Repeat the following data word for word, keeping every line as it stands.
====== SUPPLIED MATERIAL ======
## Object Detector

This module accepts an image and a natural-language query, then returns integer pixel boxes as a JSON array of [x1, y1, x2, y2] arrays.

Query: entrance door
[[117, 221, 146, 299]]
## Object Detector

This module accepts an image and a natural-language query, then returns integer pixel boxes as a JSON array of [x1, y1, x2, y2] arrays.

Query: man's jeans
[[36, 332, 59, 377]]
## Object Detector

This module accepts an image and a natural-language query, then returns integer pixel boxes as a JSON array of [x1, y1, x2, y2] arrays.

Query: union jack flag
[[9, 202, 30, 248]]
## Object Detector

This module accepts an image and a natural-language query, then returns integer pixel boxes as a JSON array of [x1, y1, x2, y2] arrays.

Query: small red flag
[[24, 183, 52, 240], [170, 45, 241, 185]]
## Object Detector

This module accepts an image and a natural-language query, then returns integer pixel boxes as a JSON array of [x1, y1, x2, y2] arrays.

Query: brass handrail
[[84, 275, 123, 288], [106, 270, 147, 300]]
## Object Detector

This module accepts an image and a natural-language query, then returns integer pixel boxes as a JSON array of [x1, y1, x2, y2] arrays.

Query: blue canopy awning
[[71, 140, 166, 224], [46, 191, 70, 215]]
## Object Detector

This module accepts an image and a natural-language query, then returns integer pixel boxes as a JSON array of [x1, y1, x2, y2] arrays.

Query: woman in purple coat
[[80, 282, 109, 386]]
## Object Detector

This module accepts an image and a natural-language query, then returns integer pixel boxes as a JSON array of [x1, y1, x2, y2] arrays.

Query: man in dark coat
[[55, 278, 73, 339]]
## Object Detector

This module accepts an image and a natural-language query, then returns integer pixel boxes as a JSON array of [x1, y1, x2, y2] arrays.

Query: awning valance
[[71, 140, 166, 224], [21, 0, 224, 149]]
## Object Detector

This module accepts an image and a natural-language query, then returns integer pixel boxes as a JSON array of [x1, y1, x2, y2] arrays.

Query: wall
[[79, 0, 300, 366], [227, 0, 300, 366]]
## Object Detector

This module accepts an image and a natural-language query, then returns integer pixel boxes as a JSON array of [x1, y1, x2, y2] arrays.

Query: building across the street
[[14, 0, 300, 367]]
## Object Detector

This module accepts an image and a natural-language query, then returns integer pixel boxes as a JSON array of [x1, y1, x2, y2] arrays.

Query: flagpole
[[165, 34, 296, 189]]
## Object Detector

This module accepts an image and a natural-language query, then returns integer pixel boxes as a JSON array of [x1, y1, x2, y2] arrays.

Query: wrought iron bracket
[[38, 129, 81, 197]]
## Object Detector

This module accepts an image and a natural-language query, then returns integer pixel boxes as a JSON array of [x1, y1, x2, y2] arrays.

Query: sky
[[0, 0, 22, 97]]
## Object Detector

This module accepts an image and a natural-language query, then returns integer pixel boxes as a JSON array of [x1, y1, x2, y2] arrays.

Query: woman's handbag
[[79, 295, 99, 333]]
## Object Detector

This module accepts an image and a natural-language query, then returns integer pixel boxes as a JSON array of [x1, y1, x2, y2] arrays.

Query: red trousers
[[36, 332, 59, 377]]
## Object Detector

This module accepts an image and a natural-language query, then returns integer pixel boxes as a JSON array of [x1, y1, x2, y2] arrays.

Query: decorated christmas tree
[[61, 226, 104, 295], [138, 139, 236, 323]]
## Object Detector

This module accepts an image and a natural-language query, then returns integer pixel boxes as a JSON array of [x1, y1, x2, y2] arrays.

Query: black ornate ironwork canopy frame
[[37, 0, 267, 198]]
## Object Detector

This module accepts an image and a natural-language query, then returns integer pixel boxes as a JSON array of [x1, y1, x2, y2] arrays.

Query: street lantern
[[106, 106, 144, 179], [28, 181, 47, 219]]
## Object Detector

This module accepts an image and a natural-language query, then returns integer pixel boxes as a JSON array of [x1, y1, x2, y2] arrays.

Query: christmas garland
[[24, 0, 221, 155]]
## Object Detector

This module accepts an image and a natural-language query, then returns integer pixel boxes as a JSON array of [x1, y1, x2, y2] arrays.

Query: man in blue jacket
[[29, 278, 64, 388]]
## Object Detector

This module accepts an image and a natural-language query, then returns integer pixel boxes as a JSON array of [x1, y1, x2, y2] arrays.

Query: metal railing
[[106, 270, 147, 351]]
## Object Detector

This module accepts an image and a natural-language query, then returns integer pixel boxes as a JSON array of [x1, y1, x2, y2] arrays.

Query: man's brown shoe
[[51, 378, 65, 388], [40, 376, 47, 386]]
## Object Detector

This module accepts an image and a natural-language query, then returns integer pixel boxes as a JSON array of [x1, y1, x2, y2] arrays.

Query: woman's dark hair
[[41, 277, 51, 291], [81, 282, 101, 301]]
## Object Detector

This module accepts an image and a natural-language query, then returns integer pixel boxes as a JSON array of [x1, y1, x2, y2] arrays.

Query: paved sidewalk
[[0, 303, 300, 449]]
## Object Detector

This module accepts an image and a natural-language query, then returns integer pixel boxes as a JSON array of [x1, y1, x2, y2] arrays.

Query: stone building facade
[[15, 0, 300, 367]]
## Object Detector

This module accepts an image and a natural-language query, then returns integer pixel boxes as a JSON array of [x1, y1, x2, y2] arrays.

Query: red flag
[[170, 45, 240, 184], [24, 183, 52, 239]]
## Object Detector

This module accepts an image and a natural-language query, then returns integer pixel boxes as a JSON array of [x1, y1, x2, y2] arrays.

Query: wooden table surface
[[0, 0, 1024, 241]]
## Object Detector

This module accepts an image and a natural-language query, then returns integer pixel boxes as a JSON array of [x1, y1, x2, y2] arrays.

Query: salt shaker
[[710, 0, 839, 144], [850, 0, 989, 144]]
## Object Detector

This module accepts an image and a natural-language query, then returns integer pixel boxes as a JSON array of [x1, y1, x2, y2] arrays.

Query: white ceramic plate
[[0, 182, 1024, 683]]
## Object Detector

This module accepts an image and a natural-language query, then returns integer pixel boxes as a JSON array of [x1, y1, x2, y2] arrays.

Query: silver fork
======
# OUTPUT FOR THIS EXERCISE:
## Object Detector

This module accepts an image and a natural-language query, then returns integer pixel boxes as a JSON array of [x1, y1, x2, y2] arrays.

Query: entrance door
[[117, 221, 146, 299]]
## Object Detector

This module accepts an image and a natural-language query, then returns integer pixel boxes as a JSON array of [x1, y1, x2, y2] arrays.

Query: man's jeans
[[36, 332, 59, 377]]
## Object Detector

This module accepts an image and a natural-language query, then returns integer pixel boxes as a JSON array of [x1, y1, x2, y2] arrays.

Query: union jack flag
[[9, 202, 30, 248]]
## Object Detector

This module accepts an image and a natural-language query, then returns integer pixel boxes as a JSON array of [x1, y1, x2, y2] arrays.

Query: small red flag
[[24, 183, 52, 240], [170, 45, 241, 185]]
## Object Detector

This module accepts an image and a natural-language query, then returns integer pixel boxes as a JSON array of [x1, y1, x2, y2] arrays.

Query: brass handrail
[[84, 275, 123, 288], [106, 270, 147, 300]]
## Object Detector

This module accepts an image and a natural-language query, then returns integer pixel boxes as a JSON array of [x1, y1, x2, y2] arrays.

Query: blue canopy awning
[[71, 140, 166, 224], [46, 191, 70, 215]]
## Object Detector

This module accepts an image and a natural-language query, then returns integer pixel boxes as a JSON array of [x1, y1, x2, y2] arrays.

Query: woman in purple coat
[[80, 282, 109, 386]]
## Object Detector

This module accepts an image and a natural-language query, then returns integer pixel boxes as a JSON array of [x1, y1, x2, y2] arrays.

Query: man in dark coat
[[55, 278, 73, 339]]
## Object Detector

This module accepts an image and a natural-language query, then returns integer pixel boxes as a JSON array of [x1, y1, x2, y2] arrays.

Query: awning valance
[[71, 140, 166, 224], [21, 0, 224, 149]]
## Object Detector

This module accepts an image and a natural-language query, then returns integer pixel boxes as a JSON array of [x1, y1, x2, y2] arrays.

Query: wall
[[79, 0, 300, 366], [227, 0, 300, 366]]
## Object Detector

This module accepts an image and a natural-language query, then returns integer pixel boxes as a JSON array of [x1, y1, x2, y2] arrays.

Query: building across the street
[[14, 0, 300, 367]]
## Object Detector

This module accepts an image and a natural-language query, then returns integer pixel boxes as a JSON array of [x1, y1, x2, y2] arrays.

Query: flagpole
[[165, 34, 296, 189]]
## Object Detector

This module accepts an image and a natural-language query, then returns integer pixel boxes as a JSON array of [x1, y1, x2, y2] arrays.

Query: wrought iron bracket
[[38, 129, 81, 197]]
## Object Detector

This module accepts an image and a natural-language query, then returns integer pixel boxes as a JSON array of [x1, y1, x2, y2] arrays.

Query: sky
[[0, 0, 22, 97]]
## Object Detector

This module accepts an image and a natural-language query, then returns integer pixel boxes as a JSON array of [x1, y1, x2, y2] arrays.

Query: woman's handbag
[[79, 295, 99, 333]]
## Object Detector

This module accepts an image and a natural-language query, then returns integer pixel boxes as a JSON array of [x1, y1, x2, y2] arrays.

Query: red trousers
[[36, 332, 59, 377]]
## Object Detector

This module accepts an image and a natural-language query, then returns integer pixel boxes as a JSON array of [x1, y1, x2, y2] arrays.

Query: decorated christmas tree
[[61, 226, 104, 295], [138, 139, 236, 323]]
## Object Detector

This module accepts an image and a natural-language query, then returns integer pixel boxes as a JSON array of [x1, y1, x2, y2] arrays.

Query: black ornate ironwork canopy frame
[[37, 0, 267, 198]]
## Object Detector

This module accepts an image and a natural-language query, then returns integer pixel boxes as a JSON array of [x1, y1, x2, y2] arrays.

Query: street lantern
[[106, 106, 144, 179], [28, 181, 47, 219]]
## Object Detector

This module accepts an image and a natural-language query, then returns integer pixel boxes as a JSON array of [x1, y1, x2, y2] arrays.

Query: christmas garland
[[24, 0, 221, 155]]
## Object Detector

This module accepts an image and a natural-language query, then returns integer pixel boxes as a JSON array of [x1, y1, x2, y2] arrays.

Query: man in blue jacket
[[29, 278, 64, 388]]
## Object Detector

This module accepts an image and a natural-language query, then returns integer pixel boxes as a JSON array of [x1, y1, x2, y2] arrays.

Query: metal railing
[[106, 270, 147, 351]]
## Object Detector

This module accepts an image and a natural-language query, then returns integer pixel boxes as a JSON array of [x1, y1, x2, y2] arrays.

Query: man's brown shoe
[[51, 378, 65, 388], [40, 376, 47, 386]]
## Object Detector

This module accepts an image and a natural-language query, then returns integer pixel boxes as a JSON array of [x1, y1, x2, y2] arrays.

Query: woman's dark hair
[[41, 277, 51, 291], [81, 282, 101, 301]]
## Object Detector

This module accepts an image and a natural-language query, then returns integer pixel boxes as a JSON array of [x1, y1, x2, y2] arrays.

Query: paved sidewalk
[[0, 303, 300, 449]]
## Object Detector

This module accepts an image and a natural-language query, then returns integer pixel boxes as a JSON array of [x1, y1, x2, y2] arrays.

Query: stone building facade
[[15, 0, 300, 367]]
## Object Detector

This module accepts an image and a natural-language query, then returns integer pixel boxes as a JSON array of [x1, y1, x2, y2] arrays.

Query: red flag
[[170, 45, 240, 184], [24, 183, 52, 239]]
## Object Detector

This module accepts an image and a natural-language query, then returns integer pixel boxes as a JSON array of [x1, y1, x2, y2] arrays.

Query: wooden table surface
[[0, 0, 1024, 241]]
## Object Detector

This module accepts an image and a natural-language query, then returns integer pixel boxes as a JSON array of [x1, y1, x2, y2] arrays.

Query: salt shaker
[[710, 0, 839, 144], [850, 0, 989, 144]]
## Object Detector

This module accepts an image and a natural-language query, then returns integer pixel boxes as a JSON array of [x1, y1, x2, y2] arrays.

Query: white ceramic plate
[[0, 182, 1024, 683]]
## Object Detector

This module accepts an image and a natural-language query, then returns integer pixel boxes as a JSON array of [x1, y1, x2, y2] arrays.

Query: silver fork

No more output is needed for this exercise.